→ **Задание**:
Извлеките все строки из приведенных ниже данных и воспроизведите их дословно, не внося никаких изменений.

Строки из набора данных с разметкой точек
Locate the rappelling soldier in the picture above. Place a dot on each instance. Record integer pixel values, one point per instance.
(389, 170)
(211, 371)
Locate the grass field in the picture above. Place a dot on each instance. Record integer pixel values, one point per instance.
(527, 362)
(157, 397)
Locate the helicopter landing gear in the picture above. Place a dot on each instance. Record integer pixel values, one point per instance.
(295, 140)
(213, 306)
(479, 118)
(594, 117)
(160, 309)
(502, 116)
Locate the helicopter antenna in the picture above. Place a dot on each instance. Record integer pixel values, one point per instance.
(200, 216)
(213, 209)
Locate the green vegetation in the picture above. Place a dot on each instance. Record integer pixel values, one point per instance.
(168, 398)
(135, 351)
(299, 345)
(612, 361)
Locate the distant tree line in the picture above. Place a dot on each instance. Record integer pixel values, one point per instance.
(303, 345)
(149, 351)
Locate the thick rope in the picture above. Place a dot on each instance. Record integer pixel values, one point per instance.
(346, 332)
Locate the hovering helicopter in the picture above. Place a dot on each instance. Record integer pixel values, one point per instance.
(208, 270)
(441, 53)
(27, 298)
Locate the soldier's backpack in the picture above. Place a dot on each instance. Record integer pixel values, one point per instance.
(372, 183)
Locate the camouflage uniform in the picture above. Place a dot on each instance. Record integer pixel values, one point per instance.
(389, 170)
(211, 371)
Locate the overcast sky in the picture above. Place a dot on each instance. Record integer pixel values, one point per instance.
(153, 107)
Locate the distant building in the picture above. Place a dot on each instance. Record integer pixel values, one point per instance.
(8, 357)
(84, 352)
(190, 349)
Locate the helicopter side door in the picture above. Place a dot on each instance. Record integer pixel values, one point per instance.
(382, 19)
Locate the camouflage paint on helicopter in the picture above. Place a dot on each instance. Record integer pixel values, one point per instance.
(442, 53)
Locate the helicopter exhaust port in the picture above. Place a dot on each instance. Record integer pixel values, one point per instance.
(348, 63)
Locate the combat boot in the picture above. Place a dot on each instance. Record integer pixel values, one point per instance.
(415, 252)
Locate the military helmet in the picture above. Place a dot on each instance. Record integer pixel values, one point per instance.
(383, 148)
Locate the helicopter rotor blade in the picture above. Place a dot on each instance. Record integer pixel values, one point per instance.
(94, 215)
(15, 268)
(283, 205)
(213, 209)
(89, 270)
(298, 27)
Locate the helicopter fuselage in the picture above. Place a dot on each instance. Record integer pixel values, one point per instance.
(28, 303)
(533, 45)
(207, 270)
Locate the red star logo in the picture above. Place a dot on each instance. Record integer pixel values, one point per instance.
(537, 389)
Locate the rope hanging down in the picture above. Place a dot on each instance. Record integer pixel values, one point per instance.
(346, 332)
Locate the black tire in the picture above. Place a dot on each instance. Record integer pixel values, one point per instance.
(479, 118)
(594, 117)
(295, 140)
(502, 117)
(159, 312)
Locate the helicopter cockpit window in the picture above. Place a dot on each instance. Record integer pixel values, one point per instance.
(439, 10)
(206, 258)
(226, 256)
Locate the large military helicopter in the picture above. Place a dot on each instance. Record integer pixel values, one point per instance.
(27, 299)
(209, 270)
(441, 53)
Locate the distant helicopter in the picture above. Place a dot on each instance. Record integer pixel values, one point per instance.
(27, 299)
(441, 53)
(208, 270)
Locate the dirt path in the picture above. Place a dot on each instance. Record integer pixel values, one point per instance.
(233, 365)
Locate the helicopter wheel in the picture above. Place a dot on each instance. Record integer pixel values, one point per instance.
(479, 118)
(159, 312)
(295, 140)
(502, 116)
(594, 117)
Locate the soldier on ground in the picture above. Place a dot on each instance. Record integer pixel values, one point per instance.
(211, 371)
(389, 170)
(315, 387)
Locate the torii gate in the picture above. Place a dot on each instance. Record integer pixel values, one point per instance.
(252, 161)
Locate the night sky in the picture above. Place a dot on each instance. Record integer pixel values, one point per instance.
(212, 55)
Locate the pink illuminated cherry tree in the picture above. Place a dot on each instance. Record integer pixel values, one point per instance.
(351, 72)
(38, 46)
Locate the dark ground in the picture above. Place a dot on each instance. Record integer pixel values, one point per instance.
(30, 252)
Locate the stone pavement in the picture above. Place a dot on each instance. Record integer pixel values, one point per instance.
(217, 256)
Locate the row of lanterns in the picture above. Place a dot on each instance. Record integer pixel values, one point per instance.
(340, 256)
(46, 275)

→ **Результат выполнения**:
Locate the rappelling soldier in the picture above. Place a dot on each instance. Record integer pixel values, one point per instance.
(389, 170)
(211, 371)
Locate the grass field in the picture above. Place a dot on each instance. Record integer pixel values, one point per instance.
(527, 362)
(157, 397)
Locate the helicopter landing gear in the picture above. Place a dot on each instance. Record integer pixel values, one point per instance.
(295, 140)
(213, 306)
(479, 118)
(594, 117)
(160, 309)
(502, 116)
Locate the helicopter antenna in the picture above. Place a dot on each instance. Record integer pixel values, one point per instance.
(200, 216)
(213, 209)
Locate the green vegetation in the picture above. Place a dot on each instance. Record integer pixel values, one point per instance.
(168, 398)
(135, 351)
(299, 345)
(612, 361)
Locate the distant tree line in the picture above. Place a dot on each instance. Record integer pixel values, one point per instance.
(303, 345)
(149, 351)
Locate the thick rope in the picture above. Place a dot on each instance. Record integer pixel values, one point per instance.
(346, 332)
Locate the hovering helicopter in the picture above. Place a dot on each instance. Record integer pixel values, one point per instance.
(208, 270)
(441, 53)
(27, 298)
Locate the soldier's backpack in the picture above. Place a dot on each instance. Record integer pixel values, one point per instance.
(372, 183)
Locate the camouflage uniform in the picture above. Place a dot on each instance. Record integer pixel values, one point per instance.
(389, 170)
(211, 371)
Locate the overcast sky in the picture above. Place a dot on each instance. Record integer pixel values, one point per instance.
(153, 107)
Locate the distant building in the picture above. Place a dot on each instance. Record integer pixel values, one point per instance.
(8, 357)
(84, 352)
(190, 349)
Locate the helicopter side door in the picture above. Place a dot on each instance. Record integer pixel values, one point per instance.
(382, 19)
Locate the camouflage paint on helicopter in the picture above. Place a dot on each instance. Record integer pixel values, one point per instance.
(442, 53)
Locate the helicopter exhaust port in the picture above. Place a dot on each instance. Record integer pixel values, one point per instance.
(348, 63)
Locate the combat boot in the picture above. Place a dot on each instance. Record integer pixel values, one point per instance.
(415, 252)
Locate the military helmet in the picture above. Place a dot on each instance. Record integer pixel values, one point per instance.
(383, 148)
Locate the helicopter rotor blade in the picture above. Place a dot on each instance. Record integer pixel values, one point per instance.
(94, 215)
(15, 268)
(283, 205)
(213, 209)
(89, 270)
(298, 27)
Locate the helicopter fuselage in the picture above. Place a dot on each instance. Record integer pixel values, one point per instance.
(28, 303)
(533, 45)
(207, 270)
Locate the red star logo in the picture above. Place a dot on each instance. Record integer pixel values, one point per instance.
(537, 389)
Locate the rope hanging down in the picture above. Place a dot on each instance. Record integer pixel values, one point per instance.
(346, 332)
Locate the black tire in the picture above. Place a dot on each instance. Record integer pixel values, one point per instance.
(479, 118)
(594, 117)
(295, 140)
(502, 117)
(159, 312)
Locate the helicopter cockpit window in the picture above. Place a dot on each instance. Record integer pixel values, one point per instance.
(439, 10)
(206, 258)
(226, 256)
Locate the large military helicopter in the picture above. Place a dot on each instance. Record integer pixel values, one point per instance.
(27, 299)
(209, 270)
(441, 53)
Locate the distant helicopter in the picture above. Place a dot on each instance. Record integer pixel values, one point per instance.
(27, 299)
(441, 53)
(208, 270)
Locate the dirt path in the picture above. Place a dot on each instance. Record integer pixel values, one point per instance.
(233, 365)
Locate the helicopter wheel in the picture above. Place a dot on each instance. Record integer pixel values, one point per instance.
(479, 118)
(159, 312)
(295, 140)
(502, 116)
(594, 117)
Locate the soldier on ground in the picture above. Place a dot on each instance. Record integer pixel values, one point per instance.
(211, 371)
(389, 170)
(315, 387)
Locate the torii gate in the picture above. Place a dot on each instance. Record integer pixel values, one point per instance.
(252, 161)
Locate the night sky in the picture above. Place a dot on each instance. Record integer pixel values, one point per instance.
(212, 55)
Locate the pink illuminated cherry tree in the picture above. Place a dot on each instance. Record integer pixel values, one point per instance.
(351, 72)
(38, 46)
Locate the dark ground in the picture above. Place a dot on each instance. Record integer pixel values, one point per instance.
(30, 252)
Locate the stone pavement in the picture above. Place a dot on each instance. Record integer pixel values, one point per instance.
(217, 256)
Locate the row of lanterns in the picture above. Place a dot on each instance. Record integer pixel values, one point per instance.
(340, 256)
(46, 275)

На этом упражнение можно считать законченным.